REQUIRED ACTION:
Extract every line in the data below that contains the string "resolution", treating uppercase and lowercase as distinct.

EXERCISE INPUTS:

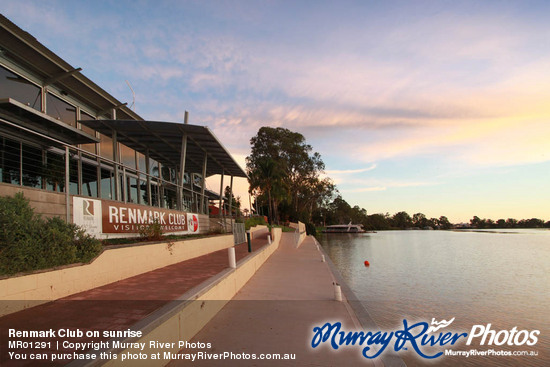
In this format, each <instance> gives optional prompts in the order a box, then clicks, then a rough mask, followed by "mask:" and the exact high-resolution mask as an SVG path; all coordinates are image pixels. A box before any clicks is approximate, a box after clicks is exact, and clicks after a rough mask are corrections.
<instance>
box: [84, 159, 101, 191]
mask: <svg viewBox="0 0 550 367" xmlns="http://www.w3.org/2000/svg"><path fill="white" fill-rule="evenodd" d="M82 195H86V196H91V197H94V198H96V197H97V166H95V165H93V164H89V163H86V162H82Z"/></svg>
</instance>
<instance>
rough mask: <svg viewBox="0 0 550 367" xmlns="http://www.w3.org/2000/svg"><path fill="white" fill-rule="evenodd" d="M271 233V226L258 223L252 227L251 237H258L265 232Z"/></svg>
mask: <svg viewBox="0 0 550 367" xmlns="http://www.w3.org/2000/svg"><path fill="white" fill-rule="evenodd" d="M266 233H269V228H267V226H264V225H257V226H254V227H251V228H250V239H253V238H257V237H258V236H261V235H263V234H266Z"/></svg>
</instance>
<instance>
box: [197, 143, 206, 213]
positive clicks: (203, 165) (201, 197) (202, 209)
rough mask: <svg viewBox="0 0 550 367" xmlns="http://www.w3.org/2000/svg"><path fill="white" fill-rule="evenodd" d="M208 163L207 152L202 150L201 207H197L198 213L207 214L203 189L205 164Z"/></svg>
mask: <svg viewBox="0 0 550 367" xmlns="http://www.w3.org/2000/svg"><path fill="white" fill-rule="evenodd" d="M207 163H208V154H206V152H204V162H203V164H202V187H201V207H200V209H199V213H202V214H208V212H206V213H205V210H204V189H205V187H206V165H207Z"/></svg>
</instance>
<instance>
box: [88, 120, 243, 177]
mask: <svg viewBox="0 0 550 367" xmlns="http://www.w3.org/2000/svg"><path fill="white" fill-rule="evenodd" d="M80 122H81V123H82V124H83V125H86V126H88V127H90V128H92V129H94V130H97V131H99V132H100V133H102V134H105V135H108V136H113V131H116V135H117V141H119V142H121V143H123V144H124V145H127V146H128V147H130V148H132V149H134V150H136V151H138V152H140V153H143V154H145V153H146V152H147V150H148V151H149V157H151V158H153V159H155V160H157V161H159V162H160V163H162V164H164V165H168V166H170V167H179V165H180V160H181V150H182V138H183V136H184V135H187V152H186V159H185V170H186V171H188V172H198V173H200V172H202V167H203V162H204V155H205V154H207V156H208V158H207V165H206V176H207V177H208V176H211V175H215V174H222V173H223V174H225V175H230V176H235V177H247V176H246V173H245V172H244V171H243V169H242V168H241V167H240V166H239V165H238V164H237V162H236V161H235V160H234V159H233V157H232V156H231V155H230V154H229V152H228V151H227V150H226V149H225V147H224V146H223V145H222V144H221V143H220V141H219V140H218V139H217V138H216V136H215V135H214V134H213V133H212V131H210V129H208V127H206V126H198V125H189V124H181V123H175V122H161V121H139V120H138V121H136V120H82V121H80Z"/></svg>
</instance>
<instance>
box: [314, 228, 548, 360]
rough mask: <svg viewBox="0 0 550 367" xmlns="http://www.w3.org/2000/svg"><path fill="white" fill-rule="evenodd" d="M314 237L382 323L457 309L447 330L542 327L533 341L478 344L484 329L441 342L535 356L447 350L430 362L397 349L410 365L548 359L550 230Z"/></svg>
mask: <svg viewBox="0 0 550 367" xmlns="http://www.w3.org/2000/svg"><path fill="white" fill-rule="evenodd" d="M317 237H318V240H319V242H320V243H321V245H322V246H323V248H324V249H325V251H326V252H327V253H328V255H329V256H330V258H331V260H332V261H333V263H334V264H335V266H336V267H337V268H338V269H339V271H340V273H341V275H342V276H343V278H344V279H345V281H346V283H347V284H348V285H349V287H350V288H351V289H352V290H353V291H354V293H355V295H356V296H357V298H358V299H360V300H361V301H362V303H363V304H364V305H365V307H366V309H367V310H368V312H369V313H370V315H371V317H372V318H373V319H374V321H375V322H376V323H377V324H378V325H379V327H380V328H381V329H383V330H402V329H403V319H407V320H408V322H409V323H410V322H419V321H425V322H428V323H431V321H432V318H435V319H436V321H441V320H450V319H452V318H453V317H454V318H455V320H454V322H453V323H452V324H451V326H449V327H448V329H449V330H448V331H454V332H466V333H468V334H471V329H472V327H473V325H483V326H484V327H486V325H487V324H489V323H490V324H491V326H490V328H491V330H495V331H496V332H497V333H498V332H499V331H501V330H508V331H511V330H512V328H513V327H516V328H517V330H518V333H519V331H521V330H527V331H533V330H539V331H540V334H539V335H538V338H537V339H538V341H537V343H536V344H535V345H533V346H528V345H526V344H527V343H525V344H523V345H522V346H507V345H502V346H496V345H492V346H488V345H487V344H488V341H487V342H486V343H485V345H480V343H481V337H479V338H476V339H474V340H473V341H472V343H471V345H469V346H467V345H465V344H466V339H465V338H463V339H461V340H460V341H459V342H457V344H456V345H454V346H452V347H449V346H445V347H439V350H441V351H443V350H444V349H454V350H463V351H467V350H471V349H476V350H478V351H489V350H493V351H495V352H496V353H498V351H504V352H502V353H508V352H513V353H516V352H519V351H528V352H532V351H535V352H537V353H538V355H537V356H521V357H520V356H516V357H510V356H502V355H500V356H499V355H491V356H476V357H471V356H470V357H468V358H466V357H464V356H442V357H439V358H438V359H437V360H436V362H435V364H434V362H430V363H429V364H428V360H426V359H422V358H420V357H418V355H417V354H416V353H415V352H413V351H412V350H409V351H406V352H400V355H401V356H402V358H403V359H404V361H405V362H406V363H407V365H409V366H415V365H432V366H433V365H437V366H439V365H441V366H457V365H459V366H480V365H482V366H514V365H515V366H550V335H549V333H550V327H549V324H550V322H549V321H550V310H549V309H550V302H549V300H550V231H549V230H523V229H518V230H494V231H381V232H378V233H365V234H355V235H353V234H324V235H319V236H317ZM365 260H367V261H369V263H370V266H369V267H366V266H365V265H364V261H365ZM445 331H447V330H445V329H442V330H440V332H445ZM506 334H507V333H503V334H500V335H501V336H502V337H504V336H505V335H506ZM524 335H526V334H525V333H523V334H522V335H521V338H522V337H523V336H524ZM521 338H520V339H518V341H521ZM434 348H435V347H434ZM409 349H412V348H409ZM434 350H435V349H434ZM495 352H487V353H492V354H494V353H495Z"/></svg>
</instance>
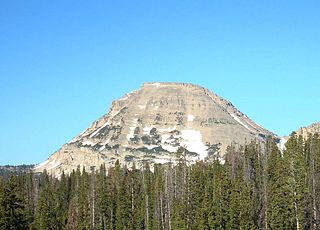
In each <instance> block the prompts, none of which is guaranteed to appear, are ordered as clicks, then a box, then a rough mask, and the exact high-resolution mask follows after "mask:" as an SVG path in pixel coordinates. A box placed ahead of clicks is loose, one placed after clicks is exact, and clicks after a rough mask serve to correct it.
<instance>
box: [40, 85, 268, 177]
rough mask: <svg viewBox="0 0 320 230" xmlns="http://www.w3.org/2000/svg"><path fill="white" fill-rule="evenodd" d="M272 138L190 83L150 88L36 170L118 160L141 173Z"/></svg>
mask: <svg viewBox="0 0 320 230" xmlns="http://www.w3.org/2000/svg"><path fill="white" fill-rule="evenodd" d="M267 135H273V134H272V133H271V132H269V131H268V130H266V129H264V128H262V127H260V126H259V125H257V124H256V123H254V122H253V121H252V120H250V119H249V118H248V117H247V116H246V115H245V114H243V113H242V112H240V111H239V110H238V109H236V108H235V107H234V106H233V105H232V104H231V103H230V102H229V101H227V100H225V99H223V98H221V97H219V96H218V95H216V94H214V93H212V92H210V91H209V90H208V89H206V88H203V87H200V86H197V85H194V84H187V83H145V84H143V85H142V87H141V88H140V89H138V90H135V91H133V92H131V93H129V94H126V95H125V96H123V97H122V98H120V99H118V100H115V101H114V102H112V106H111V108H110V110H109V112H108V113H107V114H105V115H104V116H102V117H101V118H100V119H98V120H97V121H95V122H93V123H92V125H91V126H90V127H89V128H87V129H86V130H84V131H83V132H82V133H80V134H79V135H77V136H76V137H75V138H73V139H72V140H71V141H70V142H68V143H67V144H65V145H63V146H62V148H61V149H59V150H58V151H57V152H55V153H53V154H52V155H51V156H50V157H49V159H48V160H46V161H45V162H43V163H41V164H39V165H37V166H36V167H35V170H36V171H43V170H44V169H46V170H47V171H48V172H49V173H52V174H55V175H60V174H61V172H62V170H64V171H65V172H66V173H68V172H70V171H72V170H73V169H76V168H77V166H78V165H81V166H84V167H85V168H86V170H90V169H93V168H95V167H98V166H100V165H101V164H102V163H105V164H106V165H107V166H108V165H112V164H114V163H115V161H116V160H118V159H119V161H120V162H121V163H122V164H128V165H129V166H130V165H132V163H133V162H135V164H136V165H137V166H138V167H139V165H141V164H142V163H143V162H144V161H149V162H151V163H165V162H169V161H174V160H175V156H176V151H177V150H178V149H179V148H180V149H182V150H184V151H185V153H186V155H187V159H188V160H189V161H196V160H201V159H204V158H205V157H207V156H210V155H213V154H219V155H220V156H222V155H223V154H224V153H225V151H226V147H227V146H228V145H230V144H231V143H238V144H244V143H247V142H249V141H251V140H253V139H257V140H263V139H264V138H265V137H266V136H267Z"/></svg>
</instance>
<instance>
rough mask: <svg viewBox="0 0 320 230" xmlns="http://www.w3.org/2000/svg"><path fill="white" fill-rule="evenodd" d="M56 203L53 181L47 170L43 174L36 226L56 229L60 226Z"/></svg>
mask: <svg viewBox="0 0 320 230" xmlns="http://www.w3.org/2000/svg"><path fill="white" fill-rule="evenodd" d="M56 204H57V202H56V193H55V191H54V188H53V183H52V181H50V178H49V176H48V174H47V173H46V171H45V172H44V173H43V175H42V190H41V192H40V195H39V199H38V203H37V208H36V213H35V226H36V228H37V229H56V226H57V227H58V228H59V221H58V219H57V206H56ZM60 227H61V226H60Z"/></svg>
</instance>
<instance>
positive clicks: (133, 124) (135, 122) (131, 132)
mask: <svg viewBox="0 0 320 230" xmlns="http://www.w3.org/2000/svg"><path fill="white" fill-rule="evenodd" d="M137 122H138V118H133V120H132V126H131V127H130V128H129V133H128V134H127V140H128V141H130V139H131V138H134V130H135V128H136V127H137Z"/></svg>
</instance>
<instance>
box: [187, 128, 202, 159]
mask: <svg viewBox="0 0 320 230" xmlns="http://www.w3.org/2000/svg"><path fill="white" fill-rule="evenodd" d="M181 134H182V135H181V137H182V139H183V141H182V142H181V146H183V147H185V148H186V149H187V150H188V151H190V152H195V153H198V154H199V155H200V156H199V157H200V159H201V160H203V159H204V158H205V157H206V156H207V155H208V153H207V147H206V146H205V144H204V143H203V142H202V135H201V132H200V131H198V130H193V129H185V130H181Z"/></svg>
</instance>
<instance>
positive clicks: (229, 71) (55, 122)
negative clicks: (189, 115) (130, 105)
mask: <svg viewBox="0 0 320 230" xmlns="http://www.w3.org/2000/svg"><path fill="white" fill-rule="evenodd" d="M319 10H320V2H319V1H308V0H305V1H292V0H291V1H289V0H288V1H271V0H269V1H253V0H242V1H236V0H234V1H228V0H226V1H214V0H210V1H187V0H186V1H79V0H77V1H71V0H70V1H32V0H29V1H15V0H12V1H3V2H2V3H1V7H0V102H1V110H0V126H1V132H0V165H3V164H22V163H26V164H29V163H38V162H41V161H43V160H45V159H46V158H47V157H48V156H49V155H50V154H51V153H53V152H54V151H55V150H57V149H58V148H59V147H60V146H61V145H63V144H64V143H65V142H67V141H69V140H70V139H71V138H72V137H74V136H75V135H76V134H78V133H79V132H80V131H82V130H83V129H84V128H86V127H87V126H88V125H90V124H91V122H93V121H94V120H95V119H97V118H99V117H100V116H101V115H103V114H104V113H106V112H107V111H108V109H109V106H110V104H111V102H112V100H114V99H116V98H118V97H121V96H122V95H123V94H125V93H126V92H128V91H132V90H134V89H137V88H139V87H140V85H141V84H142V83H143V82H149V81H155V82H158V81H174V82H190V83H195V84H199V85H202V86H204V87H206V88H209V89H210V90H212V91H213V92H215V93H217V94H219V95H220V96H222V97H224V98H226V99H228V100H230V101H231V102H232V103H233V104H234V105H235V106H236V107H237V108H238V109H240V110H241V111H242V112H244V113H245V114H247V115H248V116H249V117H250V118H252V119H253V120H254V121H256V122H257V123H258V124H260V125H262V126H263V127H265V128H267V129H269V130H271V131H273V132H275V133H277V134H279V135H287V134H289V133H290V132H291V131H292V130H295V129H297V128H298V127H300V126H305V125H309V124H310V123H312V122H316V121H319V120H320V116H319V114H320V106H319V105H320V87H319V84H320V76H319V75H320V43H319V41H320V14H319Z"/></svg>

TASK RESULT:
In this format, each <instance> gives optional prompts in the order a box, then clicks, then a rough mask, followed by "mask:" and the exact high-resolution mask as an SVG path; all coordinates are image pixels. A box before any clicks is approximate, a box after clicks is exact, and clicks after a rough mask are corrections.
In each <instance> block the prompts, none of which is guaranteed to appear, are ordered as clicks, then a box, then a rough mask, and the exact high-resolution mask follows after "mask:" as an SVG path in pixel coordinates. A box placed ahead of clicks is loose, one placed after clicks is exact, and clicks after a rough mask serve to correct it.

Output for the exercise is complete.